▶ _Written problem_
Reproduce the material below in full, swapping "Crop-scouting annotation" for "Labeling request" wherever it occurs and leaving everything else unchanged.

(Stored data)

++++

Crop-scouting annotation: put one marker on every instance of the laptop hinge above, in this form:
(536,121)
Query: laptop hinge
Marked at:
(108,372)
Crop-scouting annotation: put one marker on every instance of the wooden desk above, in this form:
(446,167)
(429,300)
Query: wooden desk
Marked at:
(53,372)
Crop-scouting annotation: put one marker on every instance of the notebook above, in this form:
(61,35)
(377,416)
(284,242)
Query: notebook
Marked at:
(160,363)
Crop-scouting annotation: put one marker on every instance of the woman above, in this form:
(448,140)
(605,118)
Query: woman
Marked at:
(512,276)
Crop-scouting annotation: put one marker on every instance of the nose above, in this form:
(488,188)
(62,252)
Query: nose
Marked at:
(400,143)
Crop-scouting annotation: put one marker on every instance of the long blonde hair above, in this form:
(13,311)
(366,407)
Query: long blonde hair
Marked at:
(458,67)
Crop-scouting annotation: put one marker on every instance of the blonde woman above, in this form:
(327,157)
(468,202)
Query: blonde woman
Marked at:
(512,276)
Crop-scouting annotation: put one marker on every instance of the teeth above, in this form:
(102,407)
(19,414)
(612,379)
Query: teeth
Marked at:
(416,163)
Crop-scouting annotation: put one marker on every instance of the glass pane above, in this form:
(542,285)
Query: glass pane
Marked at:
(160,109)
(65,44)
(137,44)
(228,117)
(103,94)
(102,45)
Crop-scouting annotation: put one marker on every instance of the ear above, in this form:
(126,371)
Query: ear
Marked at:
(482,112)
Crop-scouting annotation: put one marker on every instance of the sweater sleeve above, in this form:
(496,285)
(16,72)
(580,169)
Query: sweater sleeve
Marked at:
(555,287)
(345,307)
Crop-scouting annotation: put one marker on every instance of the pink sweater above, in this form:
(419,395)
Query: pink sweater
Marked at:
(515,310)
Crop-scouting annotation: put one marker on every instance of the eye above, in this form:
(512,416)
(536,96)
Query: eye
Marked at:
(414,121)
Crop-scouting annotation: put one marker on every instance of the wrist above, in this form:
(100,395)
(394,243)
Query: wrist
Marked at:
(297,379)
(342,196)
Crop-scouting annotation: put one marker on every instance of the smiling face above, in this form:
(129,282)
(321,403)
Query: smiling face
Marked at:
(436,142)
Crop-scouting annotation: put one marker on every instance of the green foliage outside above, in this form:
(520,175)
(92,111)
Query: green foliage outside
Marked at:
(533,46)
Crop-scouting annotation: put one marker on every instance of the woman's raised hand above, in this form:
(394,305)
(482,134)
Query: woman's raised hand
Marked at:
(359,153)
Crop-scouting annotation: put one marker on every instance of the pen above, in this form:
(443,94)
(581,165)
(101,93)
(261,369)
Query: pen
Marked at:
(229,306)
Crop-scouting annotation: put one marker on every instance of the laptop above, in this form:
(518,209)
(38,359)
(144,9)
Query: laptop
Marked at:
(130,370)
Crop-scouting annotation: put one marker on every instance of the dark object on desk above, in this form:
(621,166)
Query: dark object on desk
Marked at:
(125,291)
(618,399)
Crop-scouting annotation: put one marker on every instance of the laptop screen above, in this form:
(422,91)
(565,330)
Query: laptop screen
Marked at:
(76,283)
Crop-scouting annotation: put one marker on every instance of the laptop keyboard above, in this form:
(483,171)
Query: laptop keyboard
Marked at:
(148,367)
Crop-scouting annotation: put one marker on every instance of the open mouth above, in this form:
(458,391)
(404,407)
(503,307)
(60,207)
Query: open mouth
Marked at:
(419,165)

++++

▶ _Written solution_
Labeling request: put one marker on every instance of the laptop hinge above, in this form:
(536,121)
Query: laptop hinge
Marked at:
(108,372)
Labeling request: put one marker on every instance of the wooden desk above, in this form:
(446,167)
(429,300)
Query: wooden desk
Marked at:
(53,372)
Labeling request: put one marker on every instance of the notebook above, in this form:
(61,35)
(377,416)
(284,242)
Query: notebook
Marked at:
(160,363)
Labeling request: put one marker on every instance of the woman above, in this form:
(448,140)
(605,118)
Query: woman
Marked at:
(512,276)
Labeling request: put one marker on every instance of the nose above, in this form:
(488,188)
(62,252)
Query: nose
Marked at:
(400,143)
Labeling request: put one marker on every instance of the long blonde hair above, in this form:
(13,311)
(366,407)
Query: long blonde hair
Marked at:
(458,67)
Labeling request: put one marker on every instance of the blonde woman above, in this form:
(327,157)
(468,202)
Query: blonde woman
Marked at:
(512,276)
Labeling request: put one marker on every instance of the teeth above, in this form:
(102,407)
(19,414)
(612,379)
Query: teeth
Marked at:
(416,163)
Labeling request: put one marker on every instance of the glass pane above, in this form:
(542,285)
Query: glass pane
Marked at:
(160,109)
(65,44)
(137,44)
(228,117)
(103,94)
(102,45)
Labeling request: put one marker on every instance of the ear above, in this form:
(126,371)
Query: ear
Marked at:
(482,112)
Labeling request: put one marker on every instance of the sweater sleeve above, in this form:
(496,285)
(16,72)
(580,169)
Query: sweater sleeve
Marked at:
(555,287)
(345,307)
Labeling request: put one marker on every instance of the pink sweater above, in this form:
(419,395)
Query: pink sweater
Marked at:
(515,310)
Labeling request: put one marker on every instance of the eye above, in this form:
(512,416)
(536,96)
Query: eye
Marked at:
(414,121)
Labeling request: put one marker on every instance of the wrist above, in this form:
(100,395)
(394,243)
Query: wrist
Marked at:
(297,379)
(342,196)
Labeling request: put one marker on every instance of the smiling face above, in this form:
(129,282)
(321,403)
Query: smiling face
Marked at:
(436,142)
Labeling request: put one marker on every instance of the green foliage outside above, in this form:
(520,175)
(92,111)
Query: green foliage outside
Marked at:
(533,46)
Labeling request: put one marker on every instance of the woman's raised hand above, in this form:
(394,305)
(482,134)
Query: woman's raised hand
Marked at:
(359,153)
Labeling request: put one marker on every instance of the pen above, in this form:
(443,94)
(581,165)
(101,93)
(261,369)
Query: pen
Marked at:
(229,306)
Labeling request: put one marker on every instance of the laptop above, in this form:
(518,209)
(38,359)
(144,9)
Query: laptop
Marked at:
(130,370)
Labeling request: put one marker on every instance of the dark object on desk above, in this form:
(621,166)
Query: dark object on desk
Marked at:
(125,291)
(618,399)
Labeling request: put one marker on every instance of the laptop screen above, in this form:
(422,91)
(565,330)
Query: laptop screen
Marked at:
(76,283)
Labeling request: put one marker on every instance of the laptop keyboard above, in this form:
(483,171)
Query: laptop keyboard
Marked at:
(148,367)
Labeling request: put one marker on every instance of the open mouth above, in this form:
(458,391)
(404,407)
(503,307)
(60,207)
Query: open mouth
Marked at:
(419,165)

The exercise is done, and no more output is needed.